# What to work on:
Count how many lines of the material contain the string "wall", matching case exactly, and reply with that number alone.

# Data lines:

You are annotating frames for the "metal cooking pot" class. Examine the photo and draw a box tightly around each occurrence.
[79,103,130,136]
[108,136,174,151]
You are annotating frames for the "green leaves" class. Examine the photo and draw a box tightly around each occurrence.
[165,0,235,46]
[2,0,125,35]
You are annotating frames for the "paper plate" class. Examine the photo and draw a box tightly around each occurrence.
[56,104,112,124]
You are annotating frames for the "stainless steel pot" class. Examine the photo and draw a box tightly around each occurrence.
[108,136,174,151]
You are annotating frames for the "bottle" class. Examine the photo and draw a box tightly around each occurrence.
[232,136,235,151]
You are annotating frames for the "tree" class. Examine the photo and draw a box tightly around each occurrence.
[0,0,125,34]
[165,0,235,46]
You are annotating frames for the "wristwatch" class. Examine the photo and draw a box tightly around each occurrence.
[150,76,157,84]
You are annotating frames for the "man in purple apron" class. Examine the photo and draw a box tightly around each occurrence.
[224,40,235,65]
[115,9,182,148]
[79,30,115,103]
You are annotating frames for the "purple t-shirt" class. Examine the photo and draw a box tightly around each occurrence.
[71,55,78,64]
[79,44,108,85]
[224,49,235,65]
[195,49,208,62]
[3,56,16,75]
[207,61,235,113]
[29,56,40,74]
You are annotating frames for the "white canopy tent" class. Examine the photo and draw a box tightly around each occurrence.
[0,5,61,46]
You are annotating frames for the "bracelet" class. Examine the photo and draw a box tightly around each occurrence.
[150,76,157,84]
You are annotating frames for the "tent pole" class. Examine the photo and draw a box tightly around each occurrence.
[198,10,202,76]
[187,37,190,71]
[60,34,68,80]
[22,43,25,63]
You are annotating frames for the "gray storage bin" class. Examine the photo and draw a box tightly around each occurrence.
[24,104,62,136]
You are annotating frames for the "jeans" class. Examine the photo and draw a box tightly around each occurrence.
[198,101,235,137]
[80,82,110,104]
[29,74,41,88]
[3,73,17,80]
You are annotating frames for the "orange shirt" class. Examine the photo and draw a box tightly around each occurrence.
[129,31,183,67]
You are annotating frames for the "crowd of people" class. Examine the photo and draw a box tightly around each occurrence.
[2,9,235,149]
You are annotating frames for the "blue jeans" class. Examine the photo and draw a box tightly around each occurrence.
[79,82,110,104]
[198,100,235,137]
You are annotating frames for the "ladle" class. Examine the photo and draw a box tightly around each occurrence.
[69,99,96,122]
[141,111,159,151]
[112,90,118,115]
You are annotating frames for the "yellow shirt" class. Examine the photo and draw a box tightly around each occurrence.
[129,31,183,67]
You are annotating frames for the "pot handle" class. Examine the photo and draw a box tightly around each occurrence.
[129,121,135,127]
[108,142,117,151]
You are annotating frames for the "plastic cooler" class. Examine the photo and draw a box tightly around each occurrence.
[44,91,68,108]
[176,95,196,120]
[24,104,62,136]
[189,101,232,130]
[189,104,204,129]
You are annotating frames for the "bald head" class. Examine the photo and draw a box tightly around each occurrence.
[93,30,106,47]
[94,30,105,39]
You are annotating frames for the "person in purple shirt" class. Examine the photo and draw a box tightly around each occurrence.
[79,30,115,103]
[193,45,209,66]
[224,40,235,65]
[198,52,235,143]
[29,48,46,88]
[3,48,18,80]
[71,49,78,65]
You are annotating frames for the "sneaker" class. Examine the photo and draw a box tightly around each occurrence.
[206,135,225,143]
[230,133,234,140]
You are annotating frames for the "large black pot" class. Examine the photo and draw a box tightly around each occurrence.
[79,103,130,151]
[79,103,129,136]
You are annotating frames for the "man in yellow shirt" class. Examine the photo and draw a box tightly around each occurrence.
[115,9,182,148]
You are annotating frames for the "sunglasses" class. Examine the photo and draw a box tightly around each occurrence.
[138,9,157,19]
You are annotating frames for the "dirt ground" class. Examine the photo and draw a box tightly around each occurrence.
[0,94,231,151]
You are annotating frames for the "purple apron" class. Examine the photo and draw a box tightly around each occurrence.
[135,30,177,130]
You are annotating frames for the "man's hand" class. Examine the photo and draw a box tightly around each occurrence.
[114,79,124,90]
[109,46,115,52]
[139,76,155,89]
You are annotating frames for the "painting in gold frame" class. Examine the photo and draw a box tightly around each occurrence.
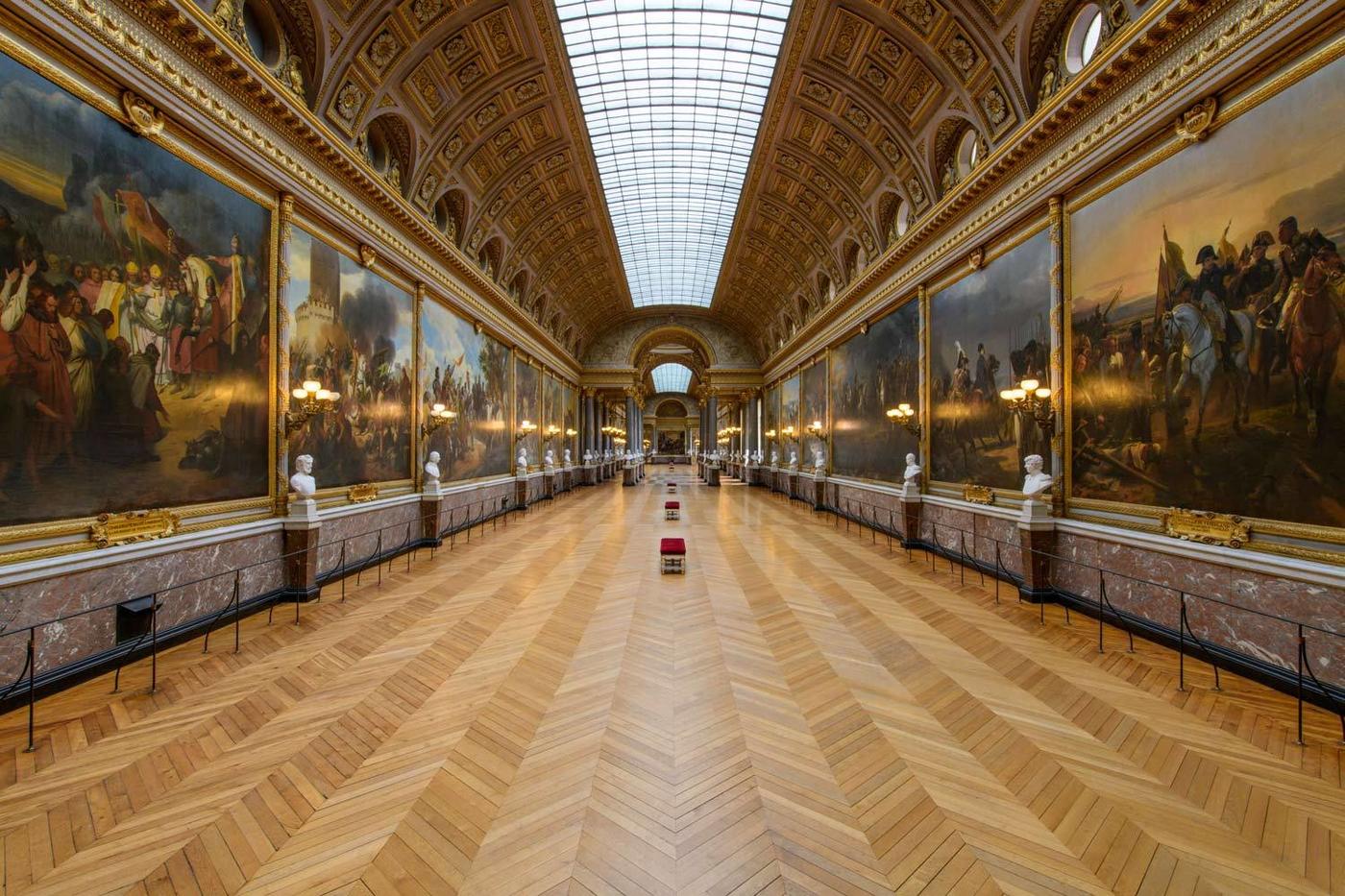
[285,226,414,489]
[0,45,275,526]
[1068,61,1345,527]
[420,300,512,480]
[831,302,920,482]
[928,230,1050,490]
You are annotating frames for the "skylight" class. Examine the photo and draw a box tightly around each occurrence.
[555,0,793,306]
[649,365,692,392]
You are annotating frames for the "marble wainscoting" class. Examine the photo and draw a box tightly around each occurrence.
[438,477,514,531]
[1053,523,1345,688]
[0,521,285,678]
[317,494,424,572]
[920,496,1022,576]
[827,479,909,538]
[812,480,1345,688]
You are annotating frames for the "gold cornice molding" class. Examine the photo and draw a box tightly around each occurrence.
[763,0,1322,379]
[19,0,578,372]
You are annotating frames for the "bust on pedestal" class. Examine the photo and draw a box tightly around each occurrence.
[423,450,441,496]
[1018,455,1056,603]
[901,455,924,500]
[289,455,317,521]
[1019,455,1056,523]
[282,455,323,600]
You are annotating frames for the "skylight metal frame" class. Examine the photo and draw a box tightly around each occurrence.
[649,362,692,393]
[555,0,793,308]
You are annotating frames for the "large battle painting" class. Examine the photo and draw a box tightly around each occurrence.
[541,374,565,464]
[420,300,512,480]
[929,230,1050,489]
[761,383,784,463]
[831,302,920,482]
[1069,61,1345,526]
[779,374,804,466]
[285,228,414,487]
[799,360,827,469]
[558,382,579,463]
[511,358,546,467]
[0,50,270,524]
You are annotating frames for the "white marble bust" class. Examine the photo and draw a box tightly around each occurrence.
[289,455,317,500]
[1022,455,1056,504]
[901,455,924,489]
[425,450,438,491]
[289,455,317,523]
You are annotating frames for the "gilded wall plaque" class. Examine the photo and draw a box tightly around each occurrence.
[88,510,179,547]
[1162,507,1251,547]
[346,482,378,504]
[962,486,995,504]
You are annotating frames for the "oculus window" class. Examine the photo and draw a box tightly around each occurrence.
[555,0,791,308]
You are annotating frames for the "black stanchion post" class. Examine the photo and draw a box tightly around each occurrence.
[149,594,159,694]
[1177,592,1186,691]
[1294,623,1308,747]
[23,627,37,754]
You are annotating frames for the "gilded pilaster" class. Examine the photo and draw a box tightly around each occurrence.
[270,192,295,516]
[1048,197,1065,517]
[411,279,425,491]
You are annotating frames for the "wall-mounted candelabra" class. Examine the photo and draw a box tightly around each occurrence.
[421,400,457,436]
[285,379,340,436]
[887,400,921,439]
[999,379,1056,441]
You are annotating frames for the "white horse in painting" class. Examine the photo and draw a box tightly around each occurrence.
[1163,299,1255,441]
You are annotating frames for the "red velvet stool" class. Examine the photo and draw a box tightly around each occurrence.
[659,538,686,573]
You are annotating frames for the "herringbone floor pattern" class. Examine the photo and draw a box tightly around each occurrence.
[0,469,1345,896]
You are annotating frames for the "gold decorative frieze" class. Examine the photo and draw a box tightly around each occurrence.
[88,510,182,547]
[962,486,995,504]
[1160,507,1252,547]
[121,90,164,137]
[1177,97,1218,142]
[346,482,378,504]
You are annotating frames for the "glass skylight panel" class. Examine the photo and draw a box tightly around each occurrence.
[555,0,793,306]
[649,365,692,392]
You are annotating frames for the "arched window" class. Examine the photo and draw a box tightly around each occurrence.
[1065,3,1103,74]
[958,128,981,181]
[893,199,911,239]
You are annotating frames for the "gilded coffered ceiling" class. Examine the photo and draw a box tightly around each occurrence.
[712,0,1127,355]
[202,0,1137,358]
[259,0,631,352]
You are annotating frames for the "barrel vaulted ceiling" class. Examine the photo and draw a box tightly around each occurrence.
[226,0,1137,356]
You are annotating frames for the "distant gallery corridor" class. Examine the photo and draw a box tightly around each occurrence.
[0,467,1345,896]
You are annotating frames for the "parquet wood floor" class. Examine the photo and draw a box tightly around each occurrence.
[0,469,1345,896]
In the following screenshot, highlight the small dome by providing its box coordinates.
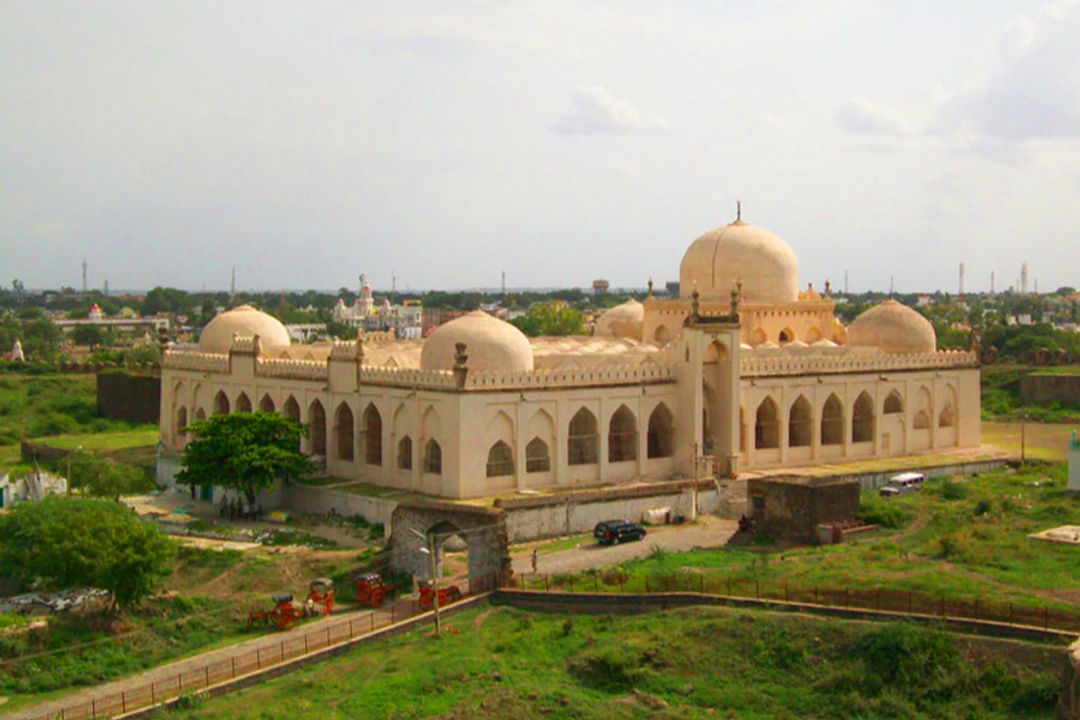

# Complete response:
2